The quick collapse of Kraft Heinz Co.’s $143 billion bid for Unilever over the weekend has sparked lots of analysis about what went wrong. Some say Kraft, which is backed by the Brazilian private equity firm 3G and by Warren Buffett, was surprised by Unilever CEO Paul Polman’s vehement opposition to the deal. Buffett has a well-known aversion to hostile bids. Others cited cultural differences between the two companies.
I think Julian Birkinshaw of the London Business School has it right when he says this one represented not just a culture clash, but a clash of two distinctly different models of capitalism. The Kraft Heinz model focuses ruthlessly on providing profits to owners by slashing costs, as my colleague Geoff Colvin chronicled in this Fortune cover story last month. Polman believes his obligation is not just to owners, but to society as a whole, as Vivienne Walt showed in this story in the most recent issue of our magazine. Both stories are required reading for anyone trying to run a business in today’s world.

• [ROWS]
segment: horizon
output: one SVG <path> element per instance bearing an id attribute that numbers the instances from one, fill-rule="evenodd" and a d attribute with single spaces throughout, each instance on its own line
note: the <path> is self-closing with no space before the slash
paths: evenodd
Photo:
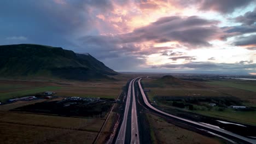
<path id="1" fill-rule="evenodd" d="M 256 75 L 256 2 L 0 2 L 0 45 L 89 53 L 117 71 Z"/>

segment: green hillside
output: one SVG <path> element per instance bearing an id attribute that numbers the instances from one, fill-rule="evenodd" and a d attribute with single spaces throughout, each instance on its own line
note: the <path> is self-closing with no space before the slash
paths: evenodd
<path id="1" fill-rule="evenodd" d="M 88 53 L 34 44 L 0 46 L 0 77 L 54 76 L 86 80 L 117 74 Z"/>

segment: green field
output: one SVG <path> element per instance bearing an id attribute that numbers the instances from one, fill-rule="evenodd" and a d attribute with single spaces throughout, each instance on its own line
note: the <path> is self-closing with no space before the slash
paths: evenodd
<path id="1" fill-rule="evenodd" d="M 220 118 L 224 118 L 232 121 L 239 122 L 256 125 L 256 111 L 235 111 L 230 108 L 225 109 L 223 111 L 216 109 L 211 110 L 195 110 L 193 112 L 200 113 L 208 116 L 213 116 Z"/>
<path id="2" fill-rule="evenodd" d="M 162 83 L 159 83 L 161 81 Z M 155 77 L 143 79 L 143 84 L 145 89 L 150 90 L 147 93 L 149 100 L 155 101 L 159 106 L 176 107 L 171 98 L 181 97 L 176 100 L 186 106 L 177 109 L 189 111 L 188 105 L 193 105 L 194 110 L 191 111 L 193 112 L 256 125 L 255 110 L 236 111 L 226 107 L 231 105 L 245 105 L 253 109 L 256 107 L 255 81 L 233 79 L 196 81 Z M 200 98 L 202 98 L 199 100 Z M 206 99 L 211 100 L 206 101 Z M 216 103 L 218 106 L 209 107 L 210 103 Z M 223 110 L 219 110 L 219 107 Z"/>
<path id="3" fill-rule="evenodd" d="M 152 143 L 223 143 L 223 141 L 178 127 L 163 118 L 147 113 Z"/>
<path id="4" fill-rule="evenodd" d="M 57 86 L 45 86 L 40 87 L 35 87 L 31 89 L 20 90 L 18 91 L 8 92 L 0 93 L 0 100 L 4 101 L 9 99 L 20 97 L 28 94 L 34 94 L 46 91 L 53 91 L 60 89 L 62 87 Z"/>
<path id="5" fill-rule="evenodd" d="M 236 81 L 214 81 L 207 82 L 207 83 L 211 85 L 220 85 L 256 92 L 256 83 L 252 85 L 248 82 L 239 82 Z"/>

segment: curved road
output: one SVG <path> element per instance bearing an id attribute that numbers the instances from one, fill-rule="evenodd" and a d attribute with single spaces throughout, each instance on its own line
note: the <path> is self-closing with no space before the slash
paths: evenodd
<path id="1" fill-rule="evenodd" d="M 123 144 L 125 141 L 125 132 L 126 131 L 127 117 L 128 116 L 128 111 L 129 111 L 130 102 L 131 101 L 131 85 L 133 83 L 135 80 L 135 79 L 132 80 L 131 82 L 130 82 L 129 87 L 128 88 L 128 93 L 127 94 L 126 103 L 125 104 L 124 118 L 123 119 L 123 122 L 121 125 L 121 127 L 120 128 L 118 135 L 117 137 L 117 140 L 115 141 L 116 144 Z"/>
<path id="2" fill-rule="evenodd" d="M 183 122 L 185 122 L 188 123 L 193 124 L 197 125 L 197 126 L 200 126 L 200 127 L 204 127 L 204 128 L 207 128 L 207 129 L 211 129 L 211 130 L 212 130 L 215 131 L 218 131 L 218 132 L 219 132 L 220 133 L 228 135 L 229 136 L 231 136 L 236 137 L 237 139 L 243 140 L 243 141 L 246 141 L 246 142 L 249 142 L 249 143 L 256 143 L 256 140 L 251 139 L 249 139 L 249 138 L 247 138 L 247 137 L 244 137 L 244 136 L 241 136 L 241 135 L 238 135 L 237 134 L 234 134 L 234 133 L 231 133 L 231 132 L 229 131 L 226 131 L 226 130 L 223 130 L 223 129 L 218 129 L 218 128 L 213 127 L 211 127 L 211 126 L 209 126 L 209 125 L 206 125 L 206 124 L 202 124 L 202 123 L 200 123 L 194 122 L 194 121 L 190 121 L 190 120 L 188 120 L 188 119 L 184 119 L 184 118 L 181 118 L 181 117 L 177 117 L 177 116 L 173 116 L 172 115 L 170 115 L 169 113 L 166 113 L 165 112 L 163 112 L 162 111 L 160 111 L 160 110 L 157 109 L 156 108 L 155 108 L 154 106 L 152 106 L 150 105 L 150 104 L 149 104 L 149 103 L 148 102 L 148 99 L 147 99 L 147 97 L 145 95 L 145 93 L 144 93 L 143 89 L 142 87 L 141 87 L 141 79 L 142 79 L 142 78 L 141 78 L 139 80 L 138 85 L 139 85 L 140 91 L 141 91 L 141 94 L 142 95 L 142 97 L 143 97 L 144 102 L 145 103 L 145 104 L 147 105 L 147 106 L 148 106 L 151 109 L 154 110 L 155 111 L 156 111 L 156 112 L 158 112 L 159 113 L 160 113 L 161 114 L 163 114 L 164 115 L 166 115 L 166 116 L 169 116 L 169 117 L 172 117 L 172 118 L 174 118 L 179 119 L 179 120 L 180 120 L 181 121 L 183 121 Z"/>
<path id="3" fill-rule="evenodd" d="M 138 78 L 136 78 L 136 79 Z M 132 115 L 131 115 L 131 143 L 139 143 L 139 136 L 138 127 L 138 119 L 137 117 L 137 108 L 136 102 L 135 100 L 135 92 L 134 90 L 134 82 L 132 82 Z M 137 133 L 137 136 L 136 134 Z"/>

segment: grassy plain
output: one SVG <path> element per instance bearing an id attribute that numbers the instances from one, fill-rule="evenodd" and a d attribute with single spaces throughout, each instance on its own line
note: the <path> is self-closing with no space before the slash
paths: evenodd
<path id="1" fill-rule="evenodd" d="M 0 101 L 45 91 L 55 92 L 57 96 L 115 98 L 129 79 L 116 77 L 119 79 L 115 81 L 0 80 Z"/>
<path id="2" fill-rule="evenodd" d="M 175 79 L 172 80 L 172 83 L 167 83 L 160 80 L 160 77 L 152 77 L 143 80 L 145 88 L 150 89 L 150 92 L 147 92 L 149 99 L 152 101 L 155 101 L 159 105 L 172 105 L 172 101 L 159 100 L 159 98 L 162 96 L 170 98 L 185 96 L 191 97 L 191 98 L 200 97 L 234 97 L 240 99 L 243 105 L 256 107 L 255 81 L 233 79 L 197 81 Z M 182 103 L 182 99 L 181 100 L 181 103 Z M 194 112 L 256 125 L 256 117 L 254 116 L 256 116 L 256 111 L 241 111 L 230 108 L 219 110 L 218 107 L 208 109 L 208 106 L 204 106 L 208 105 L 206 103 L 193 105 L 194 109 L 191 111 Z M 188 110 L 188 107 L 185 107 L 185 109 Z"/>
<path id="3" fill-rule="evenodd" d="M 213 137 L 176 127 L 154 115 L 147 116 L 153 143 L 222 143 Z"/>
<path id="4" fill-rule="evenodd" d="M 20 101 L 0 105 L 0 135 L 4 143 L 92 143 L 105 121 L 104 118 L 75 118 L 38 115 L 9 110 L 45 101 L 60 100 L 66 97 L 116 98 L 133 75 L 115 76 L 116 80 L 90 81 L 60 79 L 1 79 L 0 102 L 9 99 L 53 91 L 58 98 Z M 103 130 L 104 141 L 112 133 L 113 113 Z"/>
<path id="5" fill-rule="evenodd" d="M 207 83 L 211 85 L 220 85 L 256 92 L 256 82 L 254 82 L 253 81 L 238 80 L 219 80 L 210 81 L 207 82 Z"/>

• [CHALLENGE 1] Please say whether each statement agrees with the article on the Kraft Heinz bid, answering yes or no and quoting the deciding words: (a) The bid for Unilever was worth $143 billion. (b) Kraft Heinz is backed by a French private equity firm. (c) Julian Birkinshaw is at the London Business School.
• [CHALLENGE 2] Name every person the article on the Kraft Heinz bid mentions by name.
• [CHALLENGE 3] Extract the passage of the article on the Kraft Heinz bid between "I think Julian" and "in today’s world.", inclusive.

• [WORKED ANSWER 1]
(a) Yes: "$143 billion bid for Unilever"
(b) No: "backed by the Brazilian private equity firm 3G"
(c) Yes: "Julian Birkinshaw of the London Business School"

• [WORKED ANSWER 2] Warren Buffett, Paul Polman, Julian Birkinshaw, Geoff Colvin, Vivienne Walt

• [WORKED ANSWER 3]
I think Julian Birkinshaw of the London Business School has it right when he says this one represented not just a culture clash, but a clash of two distinctly different models of capitalism. The Kraft Heinz model focuses ruthlessly on providing profits to owners by slashing costs, as my colleague Geoff Colvin chronicled in this Fortune cover story last month. Polman believes his obligation is not just to owners, but to society as a whole, as Vivienne Walt showed in this story in the most recent issue of our magazine. Both stories are required reading for anyone trying to run a business in today’s world.